--- What to work on ---
Reproduce every line of the listing verbatim, from the line containing "the rocky cliff." down to the line containing "x=937 y=345", both of those lines included.

# # # # #

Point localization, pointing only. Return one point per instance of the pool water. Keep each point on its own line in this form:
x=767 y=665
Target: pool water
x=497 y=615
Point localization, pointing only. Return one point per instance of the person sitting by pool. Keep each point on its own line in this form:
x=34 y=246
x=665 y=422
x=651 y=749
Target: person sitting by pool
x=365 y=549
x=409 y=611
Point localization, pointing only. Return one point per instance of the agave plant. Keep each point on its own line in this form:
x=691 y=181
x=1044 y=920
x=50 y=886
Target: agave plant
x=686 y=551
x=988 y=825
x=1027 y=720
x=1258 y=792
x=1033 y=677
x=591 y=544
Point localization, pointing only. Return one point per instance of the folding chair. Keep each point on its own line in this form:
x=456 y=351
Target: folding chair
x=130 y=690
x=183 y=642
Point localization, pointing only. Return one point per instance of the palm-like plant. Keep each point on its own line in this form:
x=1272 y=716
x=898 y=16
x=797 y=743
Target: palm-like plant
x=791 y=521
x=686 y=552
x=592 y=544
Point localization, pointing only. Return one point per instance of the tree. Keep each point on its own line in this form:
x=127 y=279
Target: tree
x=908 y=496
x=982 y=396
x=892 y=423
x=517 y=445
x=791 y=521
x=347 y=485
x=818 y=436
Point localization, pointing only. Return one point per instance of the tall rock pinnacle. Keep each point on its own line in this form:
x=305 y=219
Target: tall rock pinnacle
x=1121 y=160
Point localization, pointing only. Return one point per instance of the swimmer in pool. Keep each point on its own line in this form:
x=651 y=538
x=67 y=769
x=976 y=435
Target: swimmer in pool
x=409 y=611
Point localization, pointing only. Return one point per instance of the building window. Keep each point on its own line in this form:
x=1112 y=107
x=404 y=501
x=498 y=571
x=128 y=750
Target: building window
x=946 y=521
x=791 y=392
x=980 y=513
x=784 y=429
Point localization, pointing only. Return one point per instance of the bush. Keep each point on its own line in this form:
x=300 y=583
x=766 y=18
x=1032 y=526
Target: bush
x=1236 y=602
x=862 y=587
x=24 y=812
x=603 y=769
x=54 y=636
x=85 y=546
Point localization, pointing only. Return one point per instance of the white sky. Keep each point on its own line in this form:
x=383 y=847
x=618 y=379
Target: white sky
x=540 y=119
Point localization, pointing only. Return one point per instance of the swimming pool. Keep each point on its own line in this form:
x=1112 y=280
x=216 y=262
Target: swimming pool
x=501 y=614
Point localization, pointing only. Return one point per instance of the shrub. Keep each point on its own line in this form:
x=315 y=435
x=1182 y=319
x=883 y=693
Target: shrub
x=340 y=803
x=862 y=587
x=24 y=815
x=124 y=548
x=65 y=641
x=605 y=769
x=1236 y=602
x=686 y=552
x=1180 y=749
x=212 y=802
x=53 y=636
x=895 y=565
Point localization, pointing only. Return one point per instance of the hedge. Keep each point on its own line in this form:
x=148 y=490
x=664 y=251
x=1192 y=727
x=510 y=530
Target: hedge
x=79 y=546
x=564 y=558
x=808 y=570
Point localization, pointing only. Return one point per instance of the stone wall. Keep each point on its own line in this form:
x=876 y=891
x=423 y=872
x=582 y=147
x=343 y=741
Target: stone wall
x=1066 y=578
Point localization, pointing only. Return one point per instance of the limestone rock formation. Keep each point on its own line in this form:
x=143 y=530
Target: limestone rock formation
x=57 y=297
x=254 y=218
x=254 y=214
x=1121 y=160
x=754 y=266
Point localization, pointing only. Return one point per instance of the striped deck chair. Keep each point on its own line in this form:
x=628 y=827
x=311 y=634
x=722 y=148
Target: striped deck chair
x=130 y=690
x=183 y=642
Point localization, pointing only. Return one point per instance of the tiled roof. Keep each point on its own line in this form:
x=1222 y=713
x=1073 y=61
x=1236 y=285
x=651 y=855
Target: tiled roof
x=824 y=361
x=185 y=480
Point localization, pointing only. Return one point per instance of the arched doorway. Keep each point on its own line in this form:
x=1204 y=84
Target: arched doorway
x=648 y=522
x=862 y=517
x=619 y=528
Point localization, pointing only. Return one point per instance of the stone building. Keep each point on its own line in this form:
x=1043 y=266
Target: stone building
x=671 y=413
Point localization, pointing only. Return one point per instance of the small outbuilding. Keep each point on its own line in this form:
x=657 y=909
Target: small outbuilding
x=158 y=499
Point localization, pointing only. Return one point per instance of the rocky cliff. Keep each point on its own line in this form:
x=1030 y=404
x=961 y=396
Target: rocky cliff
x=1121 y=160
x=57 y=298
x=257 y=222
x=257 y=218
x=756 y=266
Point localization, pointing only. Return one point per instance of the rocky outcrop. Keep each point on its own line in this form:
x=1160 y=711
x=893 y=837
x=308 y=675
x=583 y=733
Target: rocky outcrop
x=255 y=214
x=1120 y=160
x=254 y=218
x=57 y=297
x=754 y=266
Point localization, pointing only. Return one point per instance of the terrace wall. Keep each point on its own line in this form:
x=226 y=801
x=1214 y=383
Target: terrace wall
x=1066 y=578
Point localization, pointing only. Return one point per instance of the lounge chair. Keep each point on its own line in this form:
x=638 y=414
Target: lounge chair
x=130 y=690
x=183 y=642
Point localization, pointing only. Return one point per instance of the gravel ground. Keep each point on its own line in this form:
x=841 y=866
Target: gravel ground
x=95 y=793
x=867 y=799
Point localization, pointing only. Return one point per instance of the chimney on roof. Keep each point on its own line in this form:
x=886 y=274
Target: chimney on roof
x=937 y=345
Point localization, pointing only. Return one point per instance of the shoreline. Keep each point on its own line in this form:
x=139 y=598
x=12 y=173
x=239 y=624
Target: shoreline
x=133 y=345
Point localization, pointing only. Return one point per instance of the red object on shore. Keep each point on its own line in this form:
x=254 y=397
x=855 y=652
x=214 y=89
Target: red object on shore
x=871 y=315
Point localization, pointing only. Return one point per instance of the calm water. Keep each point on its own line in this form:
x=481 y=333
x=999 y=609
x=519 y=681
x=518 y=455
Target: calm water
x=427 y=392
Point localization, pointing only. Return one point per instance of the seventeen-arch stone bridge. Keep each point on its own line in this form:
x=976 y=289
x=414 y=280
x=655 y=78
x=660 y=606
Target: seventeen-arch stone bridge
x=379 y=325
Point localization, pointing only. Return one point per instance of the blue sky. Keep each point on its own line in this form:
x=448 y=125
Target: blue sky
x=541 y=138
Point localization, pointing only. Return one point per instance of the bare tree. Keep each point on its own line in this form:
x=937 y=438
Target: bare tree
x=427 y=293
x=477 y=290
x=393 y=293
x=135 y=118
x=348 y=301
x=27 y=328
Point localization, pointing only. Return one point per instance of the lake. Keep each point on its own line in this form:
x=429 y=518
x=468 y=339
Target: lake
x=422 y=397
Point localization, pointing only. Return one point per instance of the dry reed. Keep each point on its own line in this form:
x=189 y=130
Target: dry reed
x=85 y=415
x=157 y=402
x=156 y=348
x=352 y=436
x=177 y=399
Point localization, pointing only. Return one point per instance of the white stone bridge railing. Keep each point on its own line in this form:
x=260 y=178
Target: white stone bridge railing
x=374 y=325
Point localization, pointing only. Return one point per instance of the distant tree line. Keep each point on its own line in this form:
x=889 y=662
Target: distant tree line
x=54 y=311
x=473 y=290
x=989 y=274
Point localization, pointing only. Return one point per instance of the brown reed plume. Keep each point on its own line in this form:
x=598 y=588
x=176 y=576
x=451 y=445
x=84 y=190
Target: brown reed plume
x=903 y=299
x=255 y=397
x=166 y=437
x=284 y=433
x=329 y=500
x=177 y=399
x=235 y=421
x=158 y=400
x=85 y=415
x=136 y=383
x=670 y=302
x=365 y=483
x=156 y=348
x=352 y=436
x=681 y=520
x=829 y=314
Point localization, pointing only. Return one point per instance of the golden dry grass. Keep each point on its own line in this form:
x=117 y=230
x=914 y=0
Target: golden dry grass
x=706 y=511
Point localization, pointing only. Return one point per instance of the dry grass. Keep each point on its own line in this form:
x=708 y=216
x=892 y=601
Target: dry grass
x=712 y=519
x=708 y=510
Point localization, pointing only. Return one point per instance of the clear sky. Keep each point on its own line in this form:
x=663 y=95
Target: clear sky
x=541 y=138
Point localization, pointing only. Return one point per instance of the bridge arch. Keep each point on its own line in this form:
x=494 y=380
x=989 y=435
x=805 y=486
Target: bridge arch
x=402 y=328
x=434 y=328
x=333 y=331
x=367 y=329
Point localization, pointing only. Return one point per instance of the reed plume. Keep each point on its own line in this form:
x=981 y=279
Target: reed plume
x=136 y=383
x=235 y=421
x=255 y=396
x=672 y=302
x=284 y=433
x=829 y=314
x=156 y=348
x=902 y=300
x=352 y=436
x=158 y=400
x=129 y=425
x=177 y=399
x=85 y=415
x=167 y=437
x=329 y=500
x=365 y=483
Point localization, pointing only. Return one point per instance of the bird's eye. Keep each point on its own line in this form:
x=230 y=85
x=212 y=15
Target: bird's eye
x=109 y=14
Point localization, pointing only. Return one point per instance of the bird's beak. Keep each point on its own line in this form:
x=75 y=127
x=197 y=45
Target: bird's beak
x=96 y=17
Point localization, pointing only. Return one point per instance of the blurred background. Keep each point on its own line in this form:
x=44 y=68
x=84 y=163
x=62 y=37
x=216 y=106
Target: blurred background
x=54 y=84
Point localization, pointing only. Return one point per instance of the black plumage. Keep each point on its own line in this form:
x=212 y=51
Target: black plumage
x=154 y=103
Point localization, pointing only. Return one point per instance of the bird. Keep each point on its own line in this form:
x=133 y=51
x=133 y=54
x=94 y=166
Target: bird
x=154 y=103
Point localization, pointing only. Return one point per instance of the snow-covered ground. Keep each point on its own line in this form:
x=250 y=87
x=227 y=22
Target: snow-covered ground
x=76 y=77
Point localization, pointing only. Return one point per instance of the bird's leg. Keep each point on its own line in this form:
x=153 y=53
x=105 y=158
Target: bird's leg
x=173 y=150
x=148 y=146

# # # # #

--- The reply ---
Point localization, pointing only. Return one point per instance of the rocky cliff. Keep each point on its own line in this form:
x=1030 y=404
x=961 y=396
Target: rocky cliff
x=1121 y=160
x=57 y=298
x=257 y=222
x=257 y=218
x=756 y=266
Point localization, pointing only. Return one point per instance of the rocky outcrop. Keep each point on its own line in this form:
x=1160 y=711
x=893 y=837
x=308 y=675
x=583 y=733
Target: rocky outcrop
x=255 y=214
x=1120 y=160
x=254 y=218
x=57 y=297
x=754 y=266
Point localization, pointing only. Return one point per instance of the terrace wall. Keep each point on its own line in this form:
x=226 y=801
x=1214 y=383
Target: terrace wall
x=1066 y=578
Point localization, pointing only. Return one point per instance of the lounge chair. Keep each point on its own line in this form:
x=638 y=414
Target: lounge chair
x=130 y=690
x=183 y=642
Point localization, pointing only. Return one point per instance of the gravel ground. Keep each point on its own line in this form:
x=841 y=866
Target: gravel ground
x=95 y=793
x=867 y=799
Point localization, pointing only. Return one point per instance of the chimney on roof. Keep each point on its own line in this form:
x=886 y=274
Target: chimney on roof
x=937 y=345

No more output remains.